*** Block opens ***

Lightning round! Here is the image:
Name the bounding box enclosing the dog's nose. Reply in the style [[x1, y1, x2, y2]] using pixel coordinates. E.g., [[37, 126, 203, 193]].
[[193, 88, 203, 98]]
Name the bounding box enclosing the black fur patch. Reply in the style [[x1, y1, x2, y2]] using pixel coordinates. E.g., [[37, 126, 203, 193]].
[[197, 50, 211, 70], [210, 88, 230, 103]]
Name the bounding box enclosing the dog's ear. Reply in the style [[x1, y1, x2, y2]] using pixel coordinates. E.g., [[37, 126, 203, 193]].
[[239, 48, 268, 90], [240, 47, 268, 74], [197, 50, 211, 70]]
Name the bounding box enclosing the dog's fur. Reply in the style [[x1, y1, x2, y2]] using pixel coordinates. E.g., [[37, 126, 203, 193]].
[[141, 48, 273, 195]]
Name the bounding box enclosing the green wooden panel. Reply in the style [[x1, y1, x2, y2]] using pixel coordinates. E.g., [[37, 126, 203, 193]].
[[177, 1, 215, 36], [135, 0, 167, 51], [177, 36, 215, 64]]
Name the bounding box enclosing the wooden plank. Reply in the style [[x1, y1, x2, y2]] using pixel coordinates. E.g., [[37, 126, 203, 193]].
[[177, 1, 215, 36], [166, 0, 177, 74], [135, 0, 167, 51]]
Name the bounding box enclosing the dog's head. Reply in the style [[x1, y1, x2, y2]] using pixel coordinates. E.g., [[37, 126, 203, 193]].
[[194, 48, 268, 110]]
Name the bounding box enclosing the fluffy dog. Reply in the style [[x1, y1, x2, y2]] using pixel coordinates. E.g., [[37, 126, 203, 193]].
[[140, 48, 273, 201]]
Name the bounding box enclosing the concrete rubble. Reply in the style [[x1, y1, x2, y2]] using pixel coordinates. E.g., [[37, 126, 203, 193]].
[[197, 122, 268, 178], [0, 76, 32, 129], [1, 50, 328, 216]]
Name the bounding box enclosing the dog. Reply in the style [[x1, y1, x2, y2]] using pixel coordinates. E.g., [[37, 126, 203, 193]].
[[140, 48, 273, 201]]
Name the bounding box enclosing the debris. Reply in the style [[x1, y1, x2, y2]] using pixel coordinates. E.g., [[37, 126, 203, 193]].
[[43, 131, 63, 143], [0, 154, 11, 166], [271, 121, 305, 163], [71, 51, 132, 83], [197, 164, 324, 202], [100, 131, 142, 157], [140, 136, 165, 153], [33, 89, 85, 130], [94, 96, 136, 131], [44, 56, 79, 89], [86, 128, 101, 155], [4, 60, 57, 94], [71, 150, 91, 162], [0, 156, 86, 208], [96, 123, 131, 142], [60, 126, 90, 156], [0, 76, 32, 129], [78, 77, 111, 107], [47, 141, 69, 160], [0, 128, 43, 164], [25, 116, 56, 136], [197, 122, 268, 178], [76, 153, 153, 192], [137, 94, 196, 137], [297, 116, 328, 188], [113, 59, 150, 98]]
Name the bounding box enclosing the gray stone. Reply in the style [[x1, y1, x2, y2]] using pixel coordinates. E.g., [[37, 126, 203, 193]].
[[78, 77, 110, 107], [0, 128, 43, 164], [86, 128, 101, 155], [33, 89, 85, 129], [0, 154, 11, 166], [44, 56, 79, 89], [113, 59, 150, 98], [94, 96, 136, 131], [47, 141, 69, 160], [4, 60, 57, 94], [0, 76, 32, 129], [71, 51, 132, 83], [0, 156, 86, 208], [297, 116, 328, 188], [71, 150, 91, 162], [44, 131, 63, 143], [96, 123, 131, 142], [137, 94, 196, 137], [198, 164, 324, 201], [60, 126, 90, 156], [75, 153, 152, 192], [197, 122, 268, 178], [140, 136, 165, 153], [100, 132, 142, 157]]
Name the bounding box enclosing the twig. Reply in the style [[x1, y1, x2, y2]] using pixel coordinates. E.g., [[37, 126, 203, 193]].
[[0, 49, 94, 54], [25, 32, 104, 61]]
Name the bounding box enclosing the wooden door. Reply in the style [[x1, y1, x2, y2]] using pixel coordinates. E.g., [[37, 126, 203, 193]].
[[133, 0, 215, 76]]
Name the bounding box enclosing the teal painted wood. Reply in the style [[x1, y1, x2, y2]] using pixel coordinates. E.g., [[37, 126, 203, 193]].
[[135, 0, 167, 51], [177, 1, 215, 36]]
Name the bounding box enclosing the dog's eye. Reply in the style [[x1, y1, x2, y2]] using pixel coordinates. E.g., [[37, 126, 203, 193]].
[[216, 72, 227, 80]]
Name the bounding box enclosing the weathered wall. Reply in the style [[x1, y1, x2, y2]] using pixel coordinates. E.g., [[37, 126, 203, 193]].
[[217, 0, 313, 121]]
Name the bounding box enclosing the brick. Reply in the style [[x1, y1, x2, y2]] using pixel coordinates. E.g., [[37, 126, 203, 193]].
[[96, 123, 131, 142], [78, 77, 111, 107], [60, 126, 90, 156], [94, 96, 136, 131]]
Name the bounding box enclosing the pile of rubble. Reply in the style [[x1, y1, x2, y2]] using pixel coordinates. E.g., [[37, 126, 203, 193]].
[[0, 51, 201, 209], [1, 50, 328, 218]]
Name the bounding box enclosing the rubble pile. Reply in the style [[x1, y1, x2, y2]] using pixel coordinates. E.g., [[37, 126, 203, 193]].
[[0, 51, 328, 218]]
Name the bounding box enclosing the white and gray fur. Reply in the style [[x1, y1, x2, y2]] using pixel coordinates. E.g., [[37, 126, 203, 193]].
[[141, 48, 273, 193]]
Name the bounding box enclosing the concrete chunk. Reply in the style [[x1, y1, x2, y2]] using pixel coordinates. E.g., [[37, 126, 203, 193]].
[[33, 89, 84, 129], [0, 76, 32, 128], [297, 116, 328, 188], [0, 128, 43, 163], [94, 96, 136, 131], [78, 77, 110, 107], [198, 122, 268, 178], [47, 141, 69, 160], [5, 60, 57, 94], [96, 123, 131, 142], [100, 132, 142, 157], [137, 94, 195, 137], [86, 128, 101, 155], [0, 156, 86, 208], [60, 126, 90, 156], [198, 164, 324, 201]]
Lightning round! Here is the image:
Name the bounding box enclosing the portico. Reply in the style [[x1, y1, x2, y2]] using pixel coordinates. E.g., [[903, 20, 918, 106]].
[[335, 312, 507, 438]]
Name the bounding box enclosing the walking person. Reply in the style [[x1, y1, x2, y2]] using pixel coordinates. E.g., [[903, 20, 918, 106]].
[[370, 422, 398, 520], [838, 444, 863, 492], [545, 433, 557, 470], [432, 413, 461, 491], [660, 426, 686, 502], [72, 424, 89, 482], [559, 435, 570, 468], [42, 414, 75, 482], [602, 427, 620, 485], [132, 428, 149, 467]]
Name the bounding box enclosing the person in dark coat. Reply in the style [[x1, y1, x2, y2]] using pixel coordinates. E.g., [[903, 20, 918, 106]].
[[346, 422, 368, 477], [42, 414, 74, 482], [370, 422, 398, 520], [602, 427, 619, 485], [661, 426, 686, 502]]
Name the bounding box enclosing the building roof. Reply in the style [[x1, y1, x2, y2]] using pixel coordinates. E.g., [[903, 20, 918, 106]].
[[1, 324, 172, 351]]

*** Block closes ***

Nothing but the exact lines of the data above, from the line containing "Name the bounding box enclosing the person" through the last, should appear in the answer.

**Exercise response:**
Name the bounding box enclosing the person in dark coat. Reply in the style [[x1, y1, x2, y2]] using pixel coordinates. E.g., [[903, 20, 918, 106]].
[[346, 422, 368, 477], [42, 414, 74, 482], [370, 422, 398, 520], [602, 427, 619, 485], [661, 426, 686, 502]]
Name the bounding box enclosing the building roof. Reply in the style [[x1, y1, x2, y2]] using pixel coordinates. E.g., [[903, 20, 918, 106]].
[[1, 324, 172, 351]]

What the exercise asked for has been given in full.